• Brief:
Scan the entries that follow and work out how many lines contain "below". Give the number and nothing else.

[Natural-language object grounding data]
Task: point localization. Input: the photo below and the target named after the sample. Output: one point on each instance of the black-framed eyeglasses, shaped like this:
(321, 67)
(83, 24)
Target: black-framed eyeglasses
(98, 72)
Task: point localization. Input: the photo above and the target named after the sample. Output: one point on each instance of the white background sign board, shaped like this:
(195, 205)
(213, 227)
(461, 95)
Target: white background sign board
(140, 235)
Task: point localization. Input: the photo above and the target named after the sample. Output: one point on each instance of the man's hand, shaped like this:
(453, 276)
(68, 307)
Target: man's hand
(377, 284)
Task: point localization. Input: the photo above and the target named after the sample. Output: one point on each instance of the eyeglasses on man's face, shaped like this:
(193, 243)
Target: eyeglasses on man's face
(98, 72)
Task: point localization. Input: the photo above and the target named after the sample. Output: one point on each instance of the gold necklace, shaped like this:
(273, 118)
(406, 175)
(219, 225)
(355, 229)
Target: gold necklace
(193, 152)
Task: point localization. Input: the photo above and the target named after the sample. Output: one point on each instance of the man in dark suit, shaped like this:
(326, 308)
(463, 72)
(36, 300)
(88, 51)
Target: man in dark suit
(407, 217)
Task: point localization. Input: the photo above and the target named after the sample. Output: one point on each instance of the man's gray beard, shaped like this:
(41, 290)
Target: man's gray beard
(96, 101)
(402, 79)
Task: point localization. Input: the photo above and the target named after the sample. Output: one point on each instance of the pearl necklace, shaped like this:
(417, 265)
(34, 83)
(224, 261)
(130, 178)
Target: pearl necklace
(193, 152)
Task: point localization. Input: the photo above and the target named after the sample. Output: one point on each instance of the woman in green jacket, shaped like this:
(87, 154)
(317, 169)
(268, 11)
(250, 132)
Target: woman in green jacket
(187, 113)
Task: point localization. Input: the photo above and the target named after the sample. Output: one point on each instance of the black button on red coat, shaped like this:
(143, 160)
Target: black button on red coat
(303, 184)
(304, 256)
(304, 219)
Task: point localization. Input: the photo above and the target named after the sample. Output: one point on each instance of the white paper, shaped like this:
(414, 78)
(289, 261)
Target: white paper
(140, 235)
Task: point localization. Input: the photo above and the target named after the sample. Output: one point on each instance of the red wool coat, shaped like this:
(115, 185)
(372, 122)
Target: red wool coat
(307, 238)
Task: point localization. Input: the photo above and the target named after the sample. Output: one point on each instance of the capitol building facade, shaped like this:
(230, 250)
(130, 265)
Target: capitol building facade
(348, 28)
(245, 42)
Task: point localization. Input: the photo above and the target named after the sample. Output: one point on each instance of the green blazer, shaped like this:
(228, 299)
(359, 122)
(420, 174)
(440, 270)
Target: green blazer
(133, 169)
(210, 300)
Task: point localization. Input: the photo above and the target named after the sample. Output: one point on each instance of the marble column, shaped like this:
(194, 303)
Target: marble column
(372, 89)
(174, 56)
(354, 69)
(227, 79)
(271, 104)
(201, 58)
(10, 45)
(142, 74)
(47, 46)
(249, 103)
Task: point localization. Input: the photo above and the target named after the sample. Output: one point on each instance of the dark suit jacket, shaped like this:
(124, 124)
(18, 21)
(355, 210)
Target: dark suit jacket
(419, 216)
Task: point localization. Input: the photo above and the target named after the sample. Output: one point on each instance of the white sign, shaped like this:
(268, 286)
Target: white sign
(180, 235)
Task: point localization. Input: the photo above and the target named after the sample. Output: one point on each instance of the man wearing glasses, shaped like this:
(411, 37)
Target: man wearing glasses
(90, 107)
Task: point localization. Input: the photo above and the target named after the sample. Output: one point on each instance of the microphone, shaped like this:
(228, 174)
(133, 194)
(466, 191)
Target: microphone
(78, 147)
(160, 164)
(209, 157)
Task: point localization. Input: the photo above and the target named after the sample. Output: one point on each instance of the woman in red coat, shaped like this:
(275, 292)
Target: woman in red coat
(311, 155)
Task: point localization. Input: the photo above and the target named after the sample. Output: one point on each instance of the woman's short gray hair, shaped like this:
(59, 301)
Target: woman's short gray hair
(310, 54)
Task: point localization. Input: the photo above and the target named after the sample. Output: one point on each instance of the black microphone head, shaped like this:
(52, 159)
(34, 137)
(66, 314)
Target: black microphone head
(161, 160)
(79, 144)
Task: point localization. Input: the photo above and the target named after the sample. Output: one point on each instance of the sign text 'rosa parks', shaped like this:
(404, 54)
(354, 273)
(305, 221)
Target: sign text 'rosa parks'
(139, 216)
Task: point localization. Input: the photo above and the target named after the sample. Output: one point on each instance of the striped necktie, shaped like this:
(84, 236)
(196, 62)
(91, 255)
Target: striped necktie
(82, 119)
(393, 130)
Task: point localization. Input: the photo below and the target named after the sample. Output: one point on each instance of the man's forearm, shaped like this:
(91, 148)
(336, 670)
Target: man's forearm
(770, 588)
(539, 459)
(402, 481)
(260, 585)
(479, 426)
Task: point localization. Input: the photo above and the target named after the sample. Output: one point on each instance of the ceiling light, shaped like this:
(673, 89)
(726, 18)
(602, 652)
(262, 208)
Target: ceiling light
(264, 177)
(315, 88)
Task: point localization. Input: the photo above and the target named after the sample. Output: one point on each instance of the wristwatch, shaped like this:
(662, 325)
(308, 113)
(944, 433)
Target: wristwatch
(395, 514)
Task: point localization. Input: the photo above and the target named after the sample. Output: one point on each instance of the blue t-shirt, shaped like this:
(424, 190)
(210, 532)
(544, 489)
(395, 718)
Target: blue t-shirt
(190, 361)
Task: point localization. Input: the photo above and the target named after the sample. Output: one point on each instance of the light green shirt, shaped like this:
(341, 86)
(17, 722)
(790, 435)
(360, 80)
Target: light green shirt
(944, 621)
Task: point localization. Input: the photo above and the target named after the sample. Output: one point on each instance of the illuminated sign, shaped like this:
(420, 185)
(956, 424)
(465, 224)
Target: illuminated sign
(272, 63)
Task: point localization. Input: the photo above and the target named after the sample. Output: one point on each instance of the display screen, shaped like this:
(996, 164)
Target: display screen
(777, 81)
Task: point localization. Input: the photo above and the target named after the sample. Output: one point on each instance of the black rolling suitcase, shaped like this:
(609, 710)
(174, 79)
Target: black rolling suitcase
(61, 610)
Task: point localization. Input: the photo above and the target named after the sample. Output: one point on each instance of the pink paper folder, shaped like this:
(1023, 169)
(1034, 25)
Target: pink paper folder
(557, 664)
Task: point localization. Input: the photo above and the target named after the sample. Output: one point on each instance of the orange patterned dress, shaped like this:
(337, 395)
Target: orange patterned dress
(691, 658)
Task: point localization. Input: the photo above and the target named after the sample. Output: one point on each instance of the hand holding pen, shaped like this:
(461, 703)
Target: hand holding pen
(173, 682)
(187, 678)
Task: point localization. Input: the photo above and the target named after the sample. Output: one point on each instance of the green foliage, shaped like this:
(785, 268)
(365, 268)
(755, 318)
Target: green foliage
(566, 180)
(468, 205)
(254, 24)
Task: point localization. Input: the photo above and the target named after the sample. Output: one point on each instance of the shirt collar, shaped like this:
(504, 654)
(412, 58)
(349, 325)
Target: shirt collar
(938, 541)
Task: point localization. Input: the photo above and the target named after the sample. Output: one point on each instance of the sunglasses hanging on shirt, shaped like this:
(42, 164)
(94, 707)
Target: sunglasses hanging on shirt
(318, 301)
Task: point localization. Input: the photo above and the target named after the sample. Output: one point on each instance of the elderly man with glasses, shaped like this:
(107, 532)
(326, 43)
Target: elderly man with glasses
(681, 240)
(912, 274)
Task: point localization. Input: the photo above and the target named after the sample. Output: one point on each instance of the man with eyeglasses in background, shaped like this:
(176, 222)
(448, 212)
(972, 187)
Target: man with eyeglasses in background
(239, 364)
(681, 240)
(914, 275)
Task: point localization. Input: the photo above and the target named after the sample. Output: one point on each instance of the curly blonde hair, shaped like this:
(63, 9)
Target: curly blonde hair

• Response to the exercise:
2